(Dataset excerpts)
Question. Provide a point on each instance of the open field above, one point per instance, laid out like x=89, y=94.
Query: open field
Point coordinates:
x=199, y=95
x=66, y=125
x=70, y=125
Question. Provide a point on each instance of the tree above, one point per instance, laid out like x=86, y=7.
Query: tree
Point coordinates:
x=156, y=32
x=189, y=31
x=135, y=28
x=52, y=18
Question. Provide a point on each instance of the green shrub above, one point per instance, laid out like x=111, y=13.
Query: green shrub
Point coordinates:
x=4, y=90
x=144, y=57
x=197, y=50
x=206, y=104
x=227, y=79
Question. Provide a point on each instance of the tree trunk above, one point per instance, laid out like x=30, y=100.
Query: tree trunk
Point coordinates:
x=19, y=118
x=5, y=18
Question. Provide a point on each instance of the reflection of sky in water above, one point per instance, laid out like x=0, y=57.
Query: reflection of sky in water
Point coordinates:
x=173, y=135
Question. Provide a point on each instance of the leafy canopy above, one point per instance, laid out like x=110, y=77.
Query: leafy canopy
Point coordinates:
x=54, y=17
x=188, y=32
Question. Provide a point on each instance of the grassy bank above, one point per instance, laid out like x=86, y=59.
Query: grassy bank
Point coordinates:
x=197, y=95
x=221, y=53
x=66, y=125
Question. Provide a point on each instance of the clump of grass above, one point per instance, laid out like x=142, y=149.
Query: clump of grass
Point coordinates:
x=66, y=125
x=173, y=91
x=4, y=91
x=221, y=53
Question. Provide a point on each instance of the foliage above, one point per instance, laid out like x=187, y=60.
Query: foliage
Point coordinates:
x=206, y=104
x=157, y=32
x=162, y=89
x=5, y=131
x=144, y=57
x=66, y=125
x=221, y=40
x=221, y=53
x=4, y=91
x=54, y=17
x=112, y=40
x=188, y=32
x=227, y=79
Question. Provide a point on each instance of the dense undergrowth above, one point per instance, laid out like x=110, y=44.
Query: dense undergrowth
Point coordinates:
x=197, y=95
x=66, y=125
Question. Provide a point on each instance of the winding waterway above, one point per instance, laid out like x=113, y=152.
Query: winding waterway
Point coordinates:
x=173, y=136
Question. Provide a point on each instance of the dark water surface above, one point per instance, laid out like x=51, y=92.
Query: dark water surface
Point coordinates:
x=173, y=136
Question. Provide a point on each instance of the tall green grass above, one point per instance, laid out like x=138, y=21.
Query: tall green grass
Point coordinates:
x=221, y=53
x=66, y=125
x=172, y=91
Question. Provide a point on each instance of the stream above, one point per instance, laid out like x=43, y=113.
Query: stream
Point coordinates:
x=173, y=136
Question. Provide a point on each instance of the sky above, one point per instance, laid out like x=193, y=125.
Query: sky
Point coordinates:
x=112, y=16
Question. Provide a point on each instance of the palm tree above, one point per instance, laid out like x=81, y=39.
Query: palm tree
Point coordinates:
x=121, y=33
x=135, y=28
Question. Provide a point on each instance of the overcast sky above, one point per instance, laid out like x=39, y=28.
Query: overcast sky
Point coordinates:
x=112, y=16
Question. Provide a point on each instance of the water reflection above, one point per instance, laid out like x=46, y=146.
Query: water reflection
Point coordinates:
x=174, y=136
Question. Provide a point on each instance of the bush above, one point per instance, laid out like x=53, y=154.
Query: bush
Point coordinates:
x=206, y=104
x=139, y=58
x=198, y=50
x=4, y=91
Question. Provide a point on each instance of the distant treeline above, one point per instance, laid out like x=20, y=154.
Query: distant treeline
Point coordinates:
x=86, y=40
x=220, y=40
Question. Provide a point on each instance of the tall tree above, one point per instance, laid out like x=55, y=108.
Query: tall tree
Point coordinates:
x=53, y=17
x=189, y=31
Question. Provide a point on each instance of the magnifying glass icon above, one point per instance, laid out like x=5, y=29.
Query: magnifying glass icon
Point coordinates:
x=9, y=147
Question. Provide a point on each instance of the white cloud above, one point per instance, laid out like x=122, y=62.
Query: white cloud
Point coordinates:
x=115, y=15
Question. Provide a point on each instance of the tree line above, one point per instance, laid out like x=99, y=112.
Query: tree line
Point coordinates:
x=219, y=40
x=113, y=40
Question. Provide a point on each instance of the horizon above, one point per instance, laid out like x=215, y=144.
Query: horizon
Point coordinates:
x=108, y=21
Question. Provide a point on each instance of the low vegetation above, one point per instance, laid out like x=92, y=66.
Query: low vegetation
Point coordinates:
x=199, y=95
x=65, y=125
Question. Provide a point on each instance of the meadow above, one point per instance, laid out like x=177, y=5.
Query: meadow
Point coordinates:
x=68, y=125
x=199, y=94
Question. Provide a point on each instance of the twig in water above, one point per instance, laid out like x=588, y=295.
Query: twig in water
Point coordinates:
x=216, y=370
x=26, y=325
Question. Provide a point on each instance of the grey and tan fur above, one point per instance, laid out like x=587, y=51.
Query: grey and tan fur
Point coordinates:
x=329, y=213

▸ **Task requirements**:
Retype each line of the data exactly as it reads.

▸ **Reply**:
Question. Provide a point on each instance of the open field above, one point per instance, laid out like x=89, y=94.
Query: open field
Point coordinates:
x=199, y=95
x=66, y=125
x=70, y=125
Question. Provide a point on each instance of the tree above, one point per instance, laid out like x=86, y=7.
Query: tree
Point coordinates:
x=156, y=32
x=189, y=31
x=135, y=28
x=52, y=18
Question. Provide a point on each instance of the green shrub above, one point per instance, laid out like x=111, y=13.
Query: green shrub
Point coordinates:
x=4, y=90
x=144, y=57
x=197, y=50
x=206, y=104
x=227, y=79
Question. Provide a point on each instance of the tree trunk above, one point per instance, laid out like x=30, y=100.
Query: tree trunk
Point coordinates:
x=19, y=118
x=5, y=18
Question. Provide a point on each instance of the reflection of sky in water above, one point per instance, laid out like x=0, y=57.
Query: reflection of sky in water
Point coordinates:
x=173, y=135
Question. Provide a point on each instance of the leafy canopy above, one point per instance, laid out like x=110, y=77.
Query: leafy canopy
Point coordinates:
x=54, y=17
x=188, y=32
Question. Provide a point on each instance of the grassy bank above, one point per instance, laid out like x=86, y=59.
Query: grassy bank
Point coordinates:
x=197, y=95
x=221, y=53
x=66, y=125
Question. Provide a point on each instance of the clump of grass above, one point per instance, laid out like x=142, y=149.
Query: clump of grass
Point coordinates:
x=66, y=125
x=173, y=91
x=4, y=91
x=221, y=53
Question. Provide a point on each instance of the foliage above, one point per instance, laid out like x=187, y=60.
Query: foliage
Point coordinates:
x=206, y=104
x=157, y=32
x=162, y=89
x=5, y=131
x=144, y=57
x=66, y=125
x=221, y=40
x=221, y=53
x=4, y=91
x=54, y=17
x=112, y=40
x=188, y=32
x=227, y=79
Question. Provide a point on each instance of the dense undergrowth above, one point per instance, laid out like x=110, y=44.
Query: dense undergrowth
Point coordinates:
x=197, y=95
x=66, y=125
Question. Provide a point on each instance of the winding waterway above, one point per instance, laid out like x=113, y=152.
Query: winding waterway
Point coordinates:
x=173, y=136
Question. Provide a point on each instance of the dark water surface above, one point per instance, laid out like x=51, y=92.
Query: dark water surface
Point coordinates:
x=173, y=136
Question. Provide a point on each instance of the tall green grass above, one point per instance, laid out like x=138, y=21.
Query: tall green grass
Point coordinates:
x=221, y=53
x=66, y=125
x=172, y=91
Question. Provide a point on each instance of the stream above, one point per instance, laid out like x=43, y=113.
Query: stream
Point coordinates:
x=173, y=136
Question. Provide a point on each instance of the sky above, one point per instance, laid out like x=193, y=125.
Query: sky
Point coordinates:
x=112, y=16
Question. Provide a point on each instance of the palm tree above, one point per instance, laid out like x=81, y=39.
Query: palm tree
Point coordinates:
x=121, y=33
x=135, y=28
Question. Provide a point on each instance of the overcast sky above, one point per instance, laid out like x=39, y=28.
Query: overcast sky
Point coordinates:
x=112, y=16
Question. Provide a point on each instance of the water reflection above, one point per instance, laid out like x=46, y=146.
Query: water reflection
Point coordinates:
x=174, y=136
Question. Provide a point on each instance of the bush above, one point per instance, laid out like x=53, y=154.
Query: bush
Point coordinates:
x=206, y=104
x=139, y=58
x=198, y=50
x=4, y=91
Question. Provide a point on each instance of the distant treeline above, one point per instance, laid out like x=20, y=154.
Query: distant treeline
Point coordinates:
x=86, y=40
x=220, y=40
Question. Provide a point on each instance of the tall tree above, one point per instance, laid out like x=55, y=108.
Query: tall tree
Point coordinates:
x=53, y=17
x=189, y=31
Question. Provide a point on each instance of the magnifying glass icon above, one point per instance, laid out like x=5, y=29.
Query: magnifying glass icon
Point coordinates:
x=9, y=147
Question. Provide a point on each instance of the white cloud above, one point per instance, laid out like x=122, y=62.
Query: white cloud
Point coordinates:
x=115, y=15
Question. Provide a point on each instance of the tree line above, one point per instance, laid out like x=99, y=112.
Query: tree line
Point coordinates:
x=219, y=40
x=113, y=40
Question. Provide a point on each instance of the horizon above, one point per instance, laid out like x=215, y=144.
Query: horizon
Point coordinates:
x=108, y=21
Question. Provide a point on each instance of the low vegetation above, one point per instance, laid out like x=92, y=66.
Query: low vegetation
Point coordinates:
x=199, y=95
x=65, y=125
Question. Provide a point on each instance of the meadow above, one point per instance, laid out like x=177, y=5.
Query: meadow
Point coordinates:
x=68, y=125
x=199, y=94
Question. Provide a point on each instance of the twig in water above, one point per instance, laid out like x=588, y=295.
Query: twig in water
Point coordinates:
x=216, y=370
x=26, y=325
Question. Provide a point on each instance of the grey and tan fur above, one point per instance, laid out like x=587, y=51.
Query: grey and tan fur
Point coordinates:
x=329, y=213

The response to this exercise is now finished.